• Passage for review:

######

In its comments, the Department noted that addition of the word "material" or "materially" to the foregoing provisions reflects the view that "evidence that pneumoconiosis makes only a negligible, inconsequential, or insignificant contribution to the miner's total disability is insufficient to establish that pneumoconiosis is a substantially contributing cause to that disability." Regulations Implementing the Federal Coal Mine Health and Safety Act of 1969, 65 Fed. Reg. 79,946 (Dec. 20, 2000).
B. Blood gas and ventilatory studies irrelevant
With respect to the use of blood gas studies and pulmonary function (ventilatory) studies, "the Board consistently has held that pulmonary function studies and blood gas studies are not diagnostic of the etiology of the respiratory impairment, but are diagnostic only of the severity of the impairment." Tucker v. Director, OWCP, 10 B.L.R. 1-35, 1-41 (1987). As a result, the Board concluded that "a claimant who establishes the existence of total disability pursuant to subsections (c)(1) or (c)(2) of 20 C.F.R. § 718.204 with pulmonary function studies or blood gas studies . . ., has not also established that the total disability is due to pneumoconiosis." Id. at 1-41 and 1-42. The claimant must also establish, by a preponderance of the evidence, that the impairment evidenced by pulmonary function studies and blood gas studies was caused by pneumoconiosis.

######

• Collected data entries:
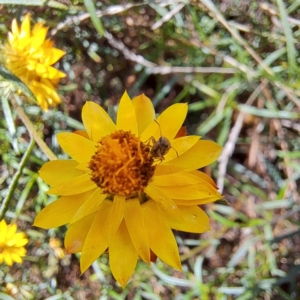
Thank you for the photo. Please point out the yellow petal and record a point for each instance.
(169, 123)
(144, 111)
(90, 205)
(57, 171)
(25, 27)
(15, 29)
(60, 212)
(200, 155)
(96, 121)
(97, 239)
(161, 238)
(74, 186)
(135, 224)
(122, 255)
(180, 146)
(193, 219)
(126, 118)
(116, 214)
(167, 169)
(78, 147)
(156, 193)
(82, 133)
(76, 234)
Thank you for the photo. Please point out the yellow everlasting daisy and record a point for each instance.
(30, 56)
(122, 191)
(11, 244)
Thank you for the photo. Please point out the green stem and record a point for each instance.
(15, 179)
(32, 131)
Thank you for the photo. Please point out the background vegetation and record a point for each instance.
(236, 63)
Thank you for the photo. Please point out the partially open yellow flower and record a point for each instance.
(11, 244)
(119, 193)
(30, 56)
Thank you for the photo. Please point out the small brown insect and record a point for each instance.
(160, 147)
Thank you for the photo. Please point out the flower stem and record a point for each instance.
(32, 131)
(15, 179)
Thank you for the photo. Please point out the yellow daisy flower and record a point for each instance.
(118, 192)
(30, 56)
(11, 244)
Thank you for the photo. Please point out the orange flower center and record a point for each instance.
(122, 164)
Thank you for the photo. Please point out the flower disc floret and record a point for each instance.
(122, 164)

######

In the passage on pneumoconiosis and total disability, what does the Board hold that pulmonary function studies and blood gas studies diagnose?

They diagnose only the severity of the respiratory impairment, not its etiology.